▶ _WHAT IS BEING ASKED_
Copy all of the data below word for word.

┄┄┄┄┄┄┄┄┄┄┄┄┄┄┄┄┄┄┄┄

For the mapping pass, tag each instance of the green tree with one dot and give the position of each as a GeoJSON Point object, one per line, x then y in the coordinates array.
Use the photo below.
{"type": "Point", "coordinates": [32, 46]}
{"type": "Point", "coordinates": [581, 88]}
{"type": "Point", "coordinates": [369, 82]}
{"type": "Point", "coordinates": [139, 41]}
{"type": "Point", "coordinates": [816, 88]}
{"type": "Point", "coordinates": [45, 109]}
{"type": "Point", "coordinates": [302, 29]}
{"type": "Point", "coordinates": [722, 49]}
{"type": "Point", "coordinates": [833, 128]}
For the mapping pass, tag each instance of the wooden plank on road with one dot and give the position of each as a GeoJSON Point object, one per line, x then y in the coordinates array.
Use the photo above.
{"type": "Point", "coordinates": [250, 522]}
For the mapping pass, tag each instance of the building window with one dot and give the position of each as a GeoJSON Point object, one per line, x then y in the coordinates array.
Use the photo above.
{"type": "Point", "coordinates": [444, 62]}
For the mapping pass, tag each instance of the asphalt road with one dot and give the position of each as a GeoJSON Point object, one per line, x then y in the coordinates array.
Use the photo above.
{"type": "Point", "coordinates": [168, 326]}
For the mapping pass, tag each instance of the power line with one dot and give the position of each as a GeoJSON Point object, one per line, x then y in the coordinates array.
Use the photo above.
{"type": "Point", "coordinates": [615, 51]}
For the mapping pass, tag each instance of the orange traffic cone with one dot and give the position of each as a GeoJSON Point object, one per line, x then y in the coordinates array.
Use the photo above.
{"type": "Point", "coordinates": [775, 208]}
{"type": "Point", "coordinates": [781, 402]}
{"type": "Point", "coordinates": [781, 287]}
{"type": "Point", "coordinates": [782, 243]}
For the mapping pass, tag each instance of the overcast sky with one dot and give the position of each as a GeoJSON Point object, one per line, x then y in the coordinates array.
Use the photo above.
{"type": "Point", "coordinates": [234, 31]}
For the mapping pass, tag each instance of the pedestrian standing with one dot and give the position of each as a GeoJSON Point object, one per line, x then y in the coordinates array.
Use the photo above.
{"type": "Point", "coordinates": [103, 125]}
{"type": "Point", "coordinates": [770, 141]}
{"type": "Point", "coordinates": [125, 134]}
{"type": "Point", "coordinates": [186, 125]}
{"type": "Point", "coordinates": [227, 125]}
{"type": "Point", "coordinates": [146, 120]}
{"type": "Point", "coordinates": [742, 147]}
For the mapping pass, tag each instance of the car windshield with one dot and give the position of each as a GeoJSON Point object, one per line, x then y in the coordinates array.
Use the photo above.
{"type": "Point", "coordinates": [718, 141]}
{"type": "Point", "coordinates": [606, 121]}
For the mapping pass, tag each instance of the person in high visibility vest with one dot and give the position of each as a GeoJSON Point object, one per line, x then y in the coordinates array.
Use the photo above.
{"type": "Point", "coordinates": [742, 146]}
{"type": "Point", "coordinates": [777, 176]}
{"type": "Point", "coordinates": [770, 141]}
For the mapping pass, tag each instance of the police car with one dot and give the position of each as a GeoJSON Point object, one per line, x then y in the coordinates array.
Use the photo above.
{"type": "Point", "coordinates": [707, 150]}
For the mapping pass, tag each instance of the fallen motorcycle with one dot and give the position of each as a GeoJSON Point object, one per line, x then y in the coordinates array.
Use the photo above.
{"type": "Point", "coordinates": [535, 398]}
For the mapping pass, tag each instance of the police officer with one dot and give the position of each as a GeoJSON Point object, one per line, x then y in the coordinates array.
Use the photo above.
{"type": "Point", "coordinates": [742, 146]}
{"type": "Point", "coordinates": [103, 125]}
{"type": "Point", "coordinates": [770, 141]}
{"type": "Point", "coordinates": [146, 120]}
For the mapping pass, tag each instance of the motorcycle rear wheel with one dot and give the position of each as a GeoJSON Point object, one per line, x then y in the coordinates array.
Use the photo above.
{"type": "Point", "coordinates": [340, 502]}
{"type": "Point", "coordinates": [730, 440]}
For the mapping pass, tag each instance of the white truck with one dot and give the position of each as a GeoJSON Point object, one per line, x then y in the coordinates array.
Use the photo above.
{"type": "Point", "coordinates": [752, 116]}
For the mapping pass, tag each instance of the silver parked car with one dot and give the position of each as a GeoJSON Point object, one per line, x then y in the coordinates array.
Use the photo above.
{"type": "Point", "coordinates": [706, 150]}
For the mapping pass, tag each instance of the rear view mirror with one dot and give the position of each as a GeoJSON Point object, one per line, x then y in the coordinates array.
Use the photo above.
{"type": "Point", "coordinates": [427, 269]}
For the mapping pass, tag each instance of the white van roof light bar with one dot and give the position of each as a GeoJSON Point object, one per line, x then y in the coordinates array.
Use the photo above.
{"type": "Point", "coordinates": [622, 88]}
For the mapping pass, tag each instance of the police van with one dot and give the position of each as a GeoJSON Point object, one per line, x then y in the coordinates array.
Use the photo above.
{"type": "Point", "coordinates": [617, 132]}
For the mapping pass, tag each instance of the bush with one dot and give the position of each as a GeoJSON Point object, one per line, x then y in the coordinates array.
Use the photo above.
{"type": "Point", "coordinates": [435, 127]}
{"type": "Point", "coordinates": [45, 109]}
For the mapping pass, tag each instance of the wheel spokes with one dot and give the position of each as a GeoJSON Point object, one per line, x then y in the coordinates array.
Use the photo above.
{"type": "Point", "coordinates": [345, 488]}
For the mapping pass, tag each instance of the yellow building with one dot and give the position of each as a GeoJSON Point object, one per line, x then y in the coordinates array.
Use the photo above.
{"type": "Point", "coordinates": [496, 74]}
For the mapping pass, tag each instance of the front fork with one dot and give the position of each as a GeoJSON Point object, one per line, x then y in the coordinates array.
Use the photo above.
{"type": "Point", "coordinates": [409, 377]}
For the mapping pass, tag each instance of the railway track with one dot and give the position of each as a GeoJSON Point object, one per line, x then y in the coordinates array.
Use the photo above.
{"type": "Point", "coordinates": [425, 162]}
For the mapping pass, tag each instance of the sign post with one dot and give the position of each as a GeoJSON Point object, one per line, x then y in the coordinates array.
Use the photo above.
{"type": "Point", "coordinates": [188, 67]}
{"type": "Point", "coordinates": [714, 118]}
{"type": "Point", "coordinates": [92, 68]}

┄┄┄┄┄┄┄┄┄┄┄┄┄┄┄┄┄┄┄┄

▶ _OUTPUT OF THE EXERCISE_
For the mapping pass, tag each instance of the green tree with one dot and give the position of each as a GeoJSON Point object, one per line, x then y in the coordinates array.
Use the photo below.
{"type": "Point", "coordinates": [32, 46]}
{"type": "Point", "coordinates": [581, 88]}
{"type": "Point", "coordinates": [369, 82]}
{"type": "Point", "coordinates": [139, 41]}
{"type": "Point", "coordinates": [816, 88]}
{"type": "Point", "coordinates": [45, 109]}
{"type": "Point", "coordinates": [302, 29]}
{"type": "Point", "coordinates": [722, 49]}
{"type": "Point", "coordinates": [833, 128]}
For the mapping pass, tag each instance of the wooden plank on road with one dot and give the position of each as a GeoJSON Point object, one per line, x then y in the coordinates array.
Use the photo above.
{"type": "Point", "coordinates": [250, 522]}
For the mapping pass, tag each instance of the building window with one dot and give the position of each as a GeoJSON Point object, one per line, x then y in the coordinates array.
Use the photo above.
{"type": "Point", "coordinates": [444, 62]}
For the mapping pass, tag each instance of the asphalt road with one dot and give the position of each as a GeoJSON Point object, one per line, x then y in the coordinates array.
Use the photo above.
{"type": "Point", "coordinates": [168, 326]}
For the mapping pass, tag each instance of the power line with one dot and give the position of each as a GeoJSON Point object, one per line, x then y in the coordinates array.
Use the photo above.
{"type": "Point", "coordinates": [615, 51]}
For the mapping pass, tag each instance of the orange traffic cone with one dot and give the position of each as a GeoJSON Point object, one per line, x then y in the coordinates array.
Use the photo above.
{"type": "Point", "coordinates": [775, 208]}
{"type": "Point", "coordinates": [781, 402]}
{"type": "Point", "coordinates": [781, 287]}
{"type": "Point", "coordinates": [782, 243]}
For the mapping pass, tag each instance of the overcast sky with one dot and give the position of each as a GeoJSON Point object, one per line, x then y in the coordinates array.
Use the photo above.
{"type": "Point", "coordinates": [234, 31]}
For the mapping pass, tag each instance of the pedestrian standing with one dot and give the position of each as a GeoJSON Point object, one per line, x then y in the coordinates array.
Use the photo above.
{"type": "Point", "coordinates": [103, 125]}
{"type": "Point", "coordinates": [770, 141]}
{"type": "Point", "coordinates": [125, 134]}
{"type": "Point", "coordinates": [186, 125]}
{"type": "Point", "coordinates": [227, 125]}
{"type": "Point", "coordinates": [146, 120]}
{"type": "Point", "coordinates": [742, 147]}
For the mapping pass, tag each instance of the car windshield with one dot and give the position of each as a GeoJSON Point object, one per line, x then y in the coordinates array.
Use the photo above.
{"type": "Point", "coordinates": [718, 141]}
{"type": "Point", "coordinates": [606, 121]}
For the mapping pass, tag each instance of the person in high visibility vest with one dot and give the position of each as a GeoJSON Point object, one per line, x then y in the coordinates array.
Use the photo above.
{"type": "Point", "coordinates": [742, 146]}
{"type": "Point", "coordinates": [777, 176]}
{"type": "Point", "coordinates": [770, 141]}
For the mapping pass, tag each instance of the police car with one dot and give the position of each as a GeoJSON Point object, one per line, x then y in the coordinates array.
Use the photo above.
{"type": "Point", "coordinates": [707, 150]}
For the mapping pass, tag each instance of the fallen motorcycle with one dot and give the position of each as a GeoJSON Point object, one per line, x then y in the coordinates array.
Use the photo above.
{"type": "Point", "coordinates": [535, 398]}
For the mapping pass, tag each instance of the police officer with one dot and give the position of each as a GeoJSON Point object, one per line, x then y in the coordinates array.
Use the photo above.
{"type": "Point", "coordinates": [742, 146]}
{"type": "Point", "coordinates": [103, 125]}
{"type": "Point", "coordinates": [770, 141]}
{"type": "Point", "coordinates": [146, 120]}
For the mapping pass, tag each instance of the motorcycle rear wheel with one dot and give the position of each as a GeoJSON Point object, one per line, x then y in the coordinates array.
Use the photo above.
{"type": "Point", "coordinates": [340, 502]}
{"type": "Point", "coordinates": [730, 440]}
For the mapping pass, tag each instance of the white truck with one dot and give the position of each as a GeoJSON Point object, one per line, x then y in the coordinates array.
Use the photo above.
{"type": "Point", "coordinates": [752, 116]}
For the mapping pass, tag each instance of the silver parked car with one dot and give the position of each as a GeoJSON Point object, one per line, x then y in the coordinates array.
Use the photo above.
{"type": "Point", "coordinates": [706, 150]}
For the mapping pass, tag each instance of the rear view mirror with one dot and give the position of each as a GeoJSON Point object, one per line, x then y in the coordinates array.
Use the photo above.
{"type": "Point", "coordinates": [427, 269]}
For the mapping pass, tag each instance of the white van roof light bar with one dot and give the position of each as a GeoJSON Point object, one per line, x then y in the coordinates array.
Use the photo above.
{"type": "Point", "coordinates": [622, 88]}
For the mapping pass, tag each instance of the police van with one dot and give the position of each as a GeoJSON Point object, one per line, x then y in the coordinates array.
Use the photo above.
{"type": "Point", "coordinates": [617, 132]}
For the mapping pass, tag each instance of the bush with one dot and give the position of each as a GeoJSON Point object, one per line, x then y in the coordinates array.
Use the photo above.
{"type": "Point", "coordinates": [435, 127]}
{"type": "Point", "coordinates": [45, 109]}
For the mapping pass, tag each instance of the wheel spokes with one dot and give the position of each as a GeoJSON Point object, one per line, x then y in the coordinates array.
Use the photo above.
{"type": "Point", "coordinates": [345, 488]}
For the mapping pass, tag each instance of the yellow building with one dot and give the position of each as a GeoJSON Point object, one per line, x then y in the coordinates array.
Use the photo above.
{"type": "Point", "coordinates": [496, 74]}
For the mapping pass, tag each instance of the front fork with one dot and give the position of each as a GeoJSON Point object, one per line, x then y in the coordinates array.
Use the photo above.
{"type": "Point", "coordinates": [409, 377]}
For the mapping pass, tag each instance of the railway track with one dot and give the position of each as a GeoJSON Point object, one per line, x then y in the coordinates array.
Use the photo above.
{"type": "Point", "coordinates": [425, 162]}
For the mapping pass, tag each instance of the sign post with one dot and give the position of each as a GeoJSON Point object, one per line, x then y in the coordinates array.
Use the photo above.
{"type": "Point", "coordinates": [188, 67]}
{"type": "Point", "coordinates": [714, 118]}
{"type": "Point", "coordinates": [92, 68]}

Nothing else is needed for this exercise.